[ENTRIES SUPPLIED]

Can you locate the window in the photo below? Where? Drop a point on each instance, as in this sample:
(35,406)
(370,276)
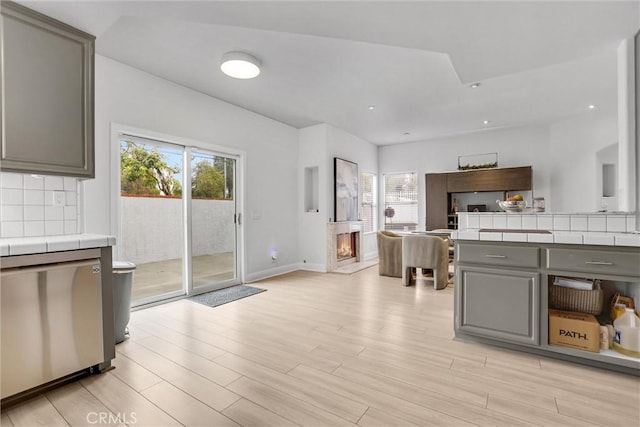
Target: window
(369,207)
(401,201)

[WORK ORDER]
From the first line to the last, output the data exactly, without the pictures.

[ANSWER TO THIS TASK]
Can you locate the window in the photo below? Where? Drop a point on each instance, as in this sample:
(35,406)
(370,276)
Target: window
(369,207)
(401,201)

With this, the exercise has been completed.